Extracted material START

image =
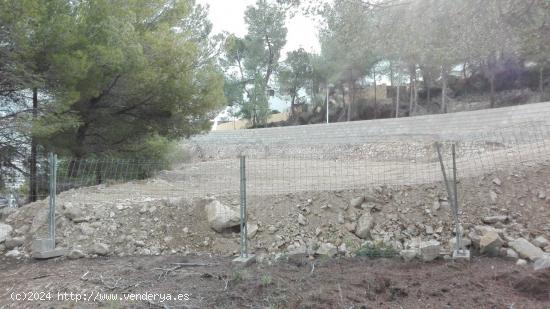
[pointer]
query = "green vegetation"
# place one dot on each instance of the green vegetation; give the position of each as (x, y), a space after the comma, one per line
(108, 79)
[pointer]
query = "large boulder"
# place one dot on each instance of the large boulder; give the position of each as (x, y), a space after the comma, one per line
(364, 226)
(5, 231)
(327, 249)
(541, 242)
(525, 249)
(220, 216)
(356, 202)
(408, 254)
(490, 243)
(100, 249)
(542, 263)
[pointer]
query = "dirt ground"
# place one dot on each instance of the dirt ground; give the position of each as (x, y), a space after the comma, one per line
(216, 283)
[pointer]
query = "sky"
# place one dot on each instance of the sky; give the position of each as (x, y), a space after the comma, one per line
(228, 15)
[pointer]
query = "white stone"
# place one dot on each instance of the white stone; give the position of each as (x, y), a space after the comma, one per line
(542, 263)
(540, 242)
(75, 254)
(220, 216)
(356, 202)
(408, 254)
(490, 243)
(5, 231)
(429, 250)
(13, 254)
(301, 219)
(99, 249)
(364, 226)
(494, 219)
(525, 249)
(466, 242)
(493, 195)
(251, 230)
(512, 254)
(521, 262)
(429, 230)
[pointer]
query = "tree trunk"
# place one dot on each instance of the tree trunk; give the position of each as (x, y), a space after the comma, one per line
(491, 64)
(348, 117)
(444, 91)
(541, 83)
(292, 111)
(33, 181)
(492, 95)
(415, 93)
(98, 176)
(427, 85)
(411, 92)
(375, 103)
(397, 96)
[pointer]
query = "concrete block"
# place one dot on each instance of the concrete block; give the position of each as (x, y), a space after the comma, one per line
(42, 244)
(461, 255)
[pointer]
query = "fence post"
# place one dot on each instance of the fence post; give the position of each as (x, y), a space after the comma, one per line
(52, 191)
(243, 215)
(458, 245)
(451, 191)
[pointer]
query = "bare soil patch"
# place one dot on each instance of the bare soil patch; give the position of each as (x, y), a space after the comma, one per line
(338, 283)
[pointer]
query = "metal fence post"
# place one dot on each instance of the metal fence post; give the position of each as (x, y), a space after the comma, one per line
(243, 214)
(451, 191)
(52, 191)
(455, 199)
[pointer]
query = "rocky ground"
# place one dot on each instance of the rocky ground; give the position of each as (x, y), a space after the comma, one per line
(114, 228)
(502, 214)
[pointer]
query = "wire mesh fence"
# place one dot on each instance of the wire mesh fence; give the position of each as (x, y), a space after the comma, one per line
(277, 179)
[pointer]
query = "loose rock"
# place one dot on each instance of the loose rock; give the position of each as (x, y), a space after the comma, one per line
(220, 216)
(490, 243)
(364, 226)
(429, 250)
(100, 249)
(5, 230)
(525, 249)
(327, 249)
(540, 242)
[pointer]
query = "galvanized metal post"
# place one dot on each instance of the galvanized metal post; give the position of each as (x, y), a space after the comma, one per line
(458, 245)
(52, 191)
(243, 213)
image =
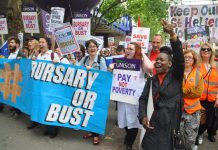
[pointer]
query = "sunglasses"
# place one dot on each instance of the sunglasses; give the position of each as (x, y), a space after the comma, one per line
(206, 49)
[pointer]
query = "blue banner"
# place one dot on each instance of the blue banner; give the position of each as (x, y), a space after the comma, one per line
(57, 94)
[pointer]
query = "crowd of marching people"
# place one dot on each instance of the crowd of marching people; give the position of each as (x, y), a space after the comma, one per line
(184, 89)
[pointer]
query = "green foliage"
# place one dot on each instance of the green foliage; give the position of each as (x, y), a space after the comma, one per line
(149, 11)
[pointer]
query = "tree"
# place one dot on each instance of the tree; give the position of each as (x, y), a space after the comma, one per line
(150, 12)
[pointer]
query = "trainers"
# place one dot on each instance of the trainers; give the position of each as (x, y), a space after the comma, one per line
(200, 139)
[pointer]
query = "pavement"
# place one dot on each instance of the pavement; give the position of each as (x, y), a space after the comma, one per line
(15, 136)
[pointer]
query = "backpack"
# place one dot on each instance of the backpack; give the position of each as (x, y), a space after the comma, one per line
(98, 60)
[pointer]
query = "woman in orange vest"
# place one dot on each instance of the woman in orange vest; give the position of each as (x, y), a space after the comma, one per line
(193, 86)
(209, 99)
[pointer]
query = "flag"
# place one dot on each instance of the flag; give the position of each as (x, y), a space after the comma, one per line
(4, 49)
(139, 22)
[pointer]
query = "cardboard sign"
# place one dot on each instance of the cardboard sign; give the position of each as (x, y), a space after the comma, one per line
(3, 26)
(141, 36)
(82, 27)
(188, 16)
(66, 40)
(30, 22)
(125, 84)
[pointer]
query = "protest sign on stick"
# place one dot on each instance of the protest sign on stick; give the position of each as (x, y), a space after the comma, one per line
(125, 84)
(30, 19)
(57, 18)
(141, 36)
(188, 16)
(66, 40)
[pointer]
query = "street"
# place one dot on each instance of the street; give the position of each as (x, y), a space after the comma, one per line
(15, 136)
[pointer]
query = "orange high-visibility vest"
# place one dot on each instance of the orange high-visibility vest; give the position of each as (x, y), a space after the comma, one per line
(210, 83)
(192, 105)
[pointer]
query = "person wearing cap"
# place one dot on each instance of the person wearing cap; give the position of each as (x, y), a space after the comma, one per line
(167, 96)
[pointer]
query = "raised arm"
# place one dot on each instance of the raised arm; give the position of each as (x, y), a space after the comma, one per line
(147, 65)
(178, 57)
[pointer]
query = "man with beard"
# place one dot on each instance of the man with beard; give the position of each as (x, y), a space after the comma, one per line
(14, 53)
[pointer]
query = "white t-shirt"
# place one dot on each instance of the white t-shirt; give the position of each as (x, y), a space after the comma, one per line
(47, 56)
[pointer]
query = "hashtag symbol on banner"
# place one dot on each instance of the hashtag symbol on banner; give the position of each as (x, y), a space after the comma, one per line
(11, 79)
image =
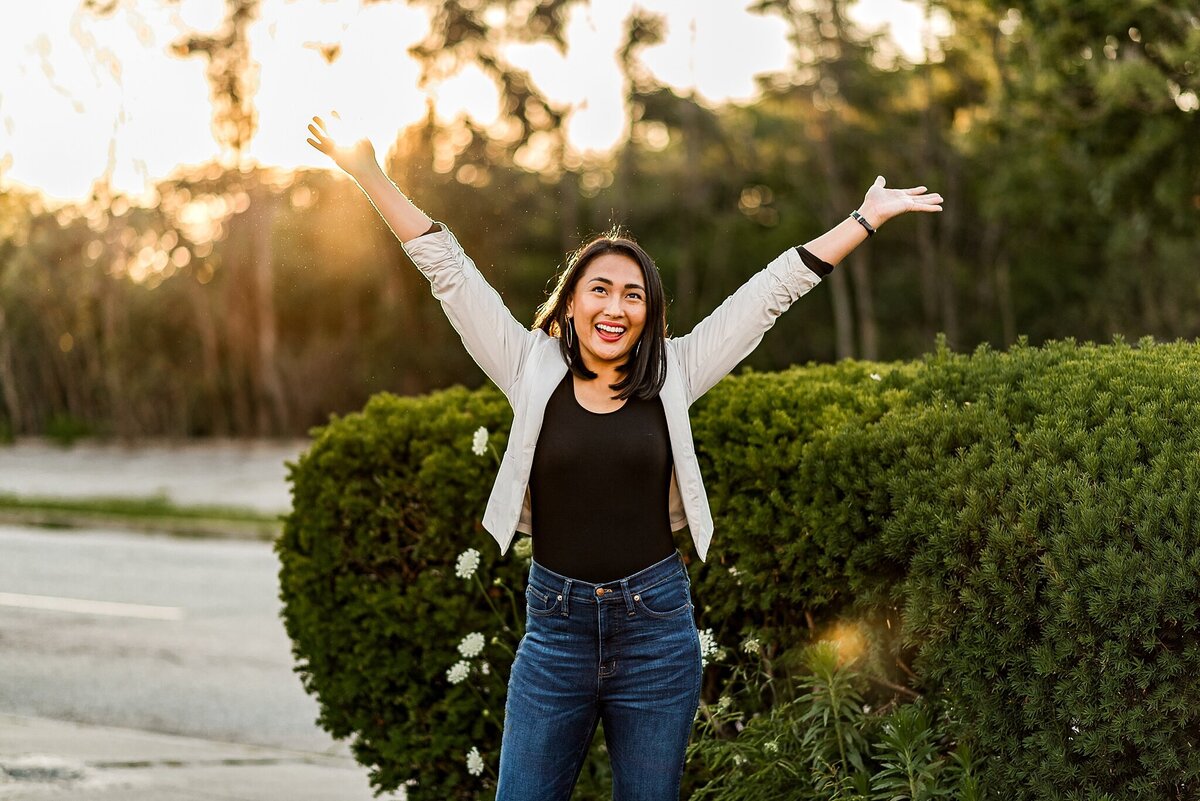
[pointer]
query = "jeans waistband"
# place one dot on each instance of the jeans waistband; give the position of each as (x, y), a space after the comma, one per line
(617, 590)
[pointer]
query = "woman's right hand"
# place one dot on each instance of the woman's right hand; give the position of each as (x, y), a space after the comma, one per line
(357, 158)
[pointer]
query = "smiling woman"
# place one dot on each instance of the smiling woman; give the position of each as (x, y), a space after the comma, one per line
(600, 468)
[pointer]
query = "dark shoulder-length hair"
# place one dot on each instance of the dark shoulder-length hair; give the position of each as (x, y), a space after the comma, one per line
(646, 369)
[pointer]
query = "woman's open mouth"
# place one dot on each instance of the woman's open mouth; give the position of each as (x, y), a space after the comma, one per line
(610, 332)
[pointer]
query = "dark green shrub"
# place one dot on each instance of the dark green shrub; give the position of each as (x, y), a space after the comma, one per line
(828, 745)
(1013, 536)
(1054, 564)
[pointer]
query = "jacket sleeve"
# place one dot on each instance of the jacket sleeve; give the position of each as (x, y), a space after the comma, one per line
(731, 332)
(492, 336)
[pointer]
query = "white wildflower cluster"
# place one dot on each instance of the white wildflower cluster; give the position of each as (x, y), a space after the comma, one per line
(467, 564)
(479, 441)
(523, 548)
(457, 673)
(474, 762)
(472, 644)
(708, 648)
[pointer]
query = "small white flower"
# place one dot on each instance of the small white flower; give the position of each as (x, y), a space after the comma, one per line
(474, 762)
(479, 443)
(708, 646)
(457, 673)
(523, 548)
(472, 644)
(468, 561)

Extracted material END

## Your task
Above are the records; repeat them all exactly, without the pictures.

## Written answer
image =
[pointer]
query = "green vegetation"
# place one dot on each instance of the green vegetation; give the position of each as (x, y), a space after the comma, one per line
(108, 79)
[pointer]
query = "large boulder"
# place one dot on each instance of the large boulder; give the position of each as (x, y), a space after the comma, one per line
(364, 226)
(5, 231)
(327, 249)
(541, 242)
(525, 249)
(220, 216)
(356, 202)
(408, 254)
(490, 243)
(100, 249)
(542, 263)
[pointer]
query = "dirt ground"
# place one dot on each instance of the dirt ground; give the position of each as (x, y), a space after the comma, one per line
(216, 283)
[pointer]
query = "sky"
# place one dot on each instance of the sky; give the position of each as (x, y), a space after the comma, one per line
(228, 15)
[pointer]
query = "white stone"
# place one dot on each instance of the white stone; give the position of each as (x, y), a space after the comma, one per line
(542, 263)
(540, 242)
(75, 254)
(220, 216)
(356, 202)
(408, 254)
(490, 243)
(5, 231)
(429, 250)
(13, 254)
(301, 219)
(99, 249)
(364, 226)
(494, 219)
(525, 249)
(466, 242)
(493, 195)
(251, 230)
(512, 254)
(521, 262)
(429, 230)
[pointer]
query = "tree trunk"
# place one dot on each instance of the tree trunk; give the position of each as (x, y), a space after the comma, one per line
(491, 64)
(348, 117)
(444, 91)
(541, 83)
(292, 111)
(33, 181)
(492, 95)
(415, 93)
(98, 176)
(427, 85)
(411, 92)
(375, 103)
(397, 96)
[pointer]
query = "concrete block"
# place one dot on each instance of the concrete block; give the position of each as (x, y), a space after the comma, one per line
(42, 244)
(461, 255)
[pointer]
query = "fence post"
# place one dot on each instance of the fence post; give the position of each as (x, y), a space after the comma, one per line
(52, 191)
(243, 215)
(458, 245)
(451, 191)
[pointer]
query = "bare soil patch"
# place one dot on each instance of the bare soil patch; give the position of each as (x, y), a space after the comma, one per line
(338, 283)
[pointer]
query = "metal fence post"
# place one dot on each instance of the metal fence post; give the position of each as (x, y), a space after the comma, one per line
(243, 214)
(451, 191)
(52, 191)
(455, 199)
[pointer]
query = "rocky ground"
# place one dot on each instance of the rocky ground; give the position of each as (x, y), a space after the comma, one per line
(114, 228)
(502, 214)
[pointer]
query = "wire mesh fence"
# place one dot on each instance of the wire mesh fence; give the position of each as (x, y), a space after the comma, one per line
(277, 179)
[pointer]
query = "loose rock"
# place one dot on each instance of the loose rock; give the position of each as (x, y), a space after the comma, one per line
(220, 216)
(490, 243)
(364, 226)
(429, 250)
(100, 249)
(5, 230)
(525, 249)
(327, 249)
(540, 242)
[pointer]
query = "galvanized metal post"
# place one dot on each instance of the galvanized metal post; give the position of each as (x, y), a space after the comma, one per line
(458, 245)
(52, 191)
(243, 213)
image =
[pointer]
query = "sunglasses"
# place one dot on each instance of the sunglasses; give the position of each as (x, y), a space after the comma, one per line
(206, 49)
[pointer]
query = "blue banner"
# place one dot on each instance of the blue banner; give the position of each as (x, y), a space after the comma, one per line
(57, 94)
[pointer]
query = "crowd of marching people"
# place one dot on each instance of the crowd of marching people; give the position of each as (x, y), a space after the comma, one per line
(184, 89)
[pointer]
query = "green foliage"
# place one dot on each instance of the green foliage; give the position of each as (x, y), a space after the comma, one per line
(149, 11)
[pointer]
query = "tree"
# place one dot on each instance of the tree; give the position of each as (x, y), a space after the comma, one per line
(150, 12)
[pointer]
query = "trainers"
# place one dot on each instance of the trainers; give the position of each as (x, y), a space after the comma, one per line
(200, 139)
[pointer]
query = "pavement"
# place one dot on each instance of the pavement; give the position of each as (x, y), a space after the comma, one per line
(15, 136)
[pointer]
query = "backpack"
# place one dot on each instance of the backpack; give the position of each as (x, y), a space after the comma, one per line
(98, 60)
[pointer]
query = "woman in orange vest"
# place one dot on each instance of the woman in orange vest; give the position of each as (x, y), a space after the comma, one per line
(193, 86)
(209, 99)
[pointer]
query = "flag"
# place one dot on each instance of the flag; give the position of each as (x, y), a space after the comma, one per line
(4, 49)
(139, 22)
[pointer]
query = "cardboard sign"
# place one dot on each instance of the cardboard sign; give the position of each as (x, y), a space after the comma, one per line
(3, 26)
(141, 36)
(82, 27)
(188, 16)
(66, 40)
(30, 22)
(125, 84)
[pointer]
query = "protest sign on stick"
# place one dot on each instance of the protest sign on stick; give the position of each as (x, y), a space after the comma, one per line
(125, 84)
(30, 19)
(57, 18)
(141, 36)
(188, 16)
(66, 40)
[pointer]
query = "street"
# place one dot on each instance of the street; give the position of each as (x, y), a space after the comma, one per line
(15, 136)
[pointer]
query = "orange high-visibility vest"
# place one dot on each instance of the orange high-visibility vest; give the position of each as (x, y), a space after the comma, one per line
(210, 83)
(192, 105)
[pointer]
query = "person wearing cap"
# place one dot on each instance of the person wearing cap; give the position of each as (x, y), a space after the comma, one per line
(167, 96)
[pointer]
query = "raised arm"
# place one dot on each instance of the raised arm; give the position of each as (x, y), a space after the comma, one per line
(147, 65)
(178, 57)
[pointer]
query = "man with beard"
# place one dot on each instance of the man with beard; give the position of each as (x, y), a space after the comma, one per line
(14, 53)
[pointer]
query = "white t-shirt"
# place one dot on each instance of the white t-shirt; give the position of each as (x, y), a space after the comma, one per line
(47, 56)
[pointer]
query = "hashtag symbol on banner"
# place one dot on each instance of the hashtag symbol on banner; give the position of each as (x, y), a space after the comma, one per line
(11, 79)
image =
[pointer]
query = "jeans waistband"
# place one dot on each instance of the jeans waistband; give the position of each as (x, y), a space after the comma, one per line
(617, 590)
[pointer]
query = "woman's right hand"
# place one dot on each instance of the woman's right hand; give the position of each as (x, y), a space after the comma, one per line
(357, 158)
[pointer]
query = "smiling woman"
# place one dot on each instance of the smiling woman; give the position of each as (x, y), a space after the comma, one per line
(600, 468)
[pointer]
query = "dark shoulder-length hair"
# place one dot on each instance of the dark shoulder-length hair; give the position of each as (x, y), a space after the comma, one per line
(646, 369)
[pointer]
query = "woman's open mouth"
# place one dot on each instance of the woman's open mouth; give the position of each as (x, y), a space after the comma, one per line
(610, 332)
[pointer]
query = "dark green shrub"
# place one dot on each instance of the dark green shrub; give the position of each as (x, y), a space after the comma, one per line
(828, 745)
(1013, 536)
(1054, 564)
[pointer]
query = "jacket sleeve"
# place one dot on each instance of the jacket sleeve; give the position of each as (x, y), a space after the comma, one per line
(731, 332)
(492, 336)
[pointer]
query = "white wildflower cluster"
# place one dot on each instance of the white wildflower cluster; give the position of each as (x, y), a space after the comma, one per line
(467, 564)
(479, 441)
(523, 548)
(457, 673)
(474, 762)
(472, 644)
(708, 648)
[pointer]
query = "small white flower"
# place one dot on each instance of the small white flower; give the position of each as (x, y), a space after the comma, one per line
(474, 762)
(479, 443)
(708, 646)
(457, 673)
(523, 548)
(472, 644)
(468, 561)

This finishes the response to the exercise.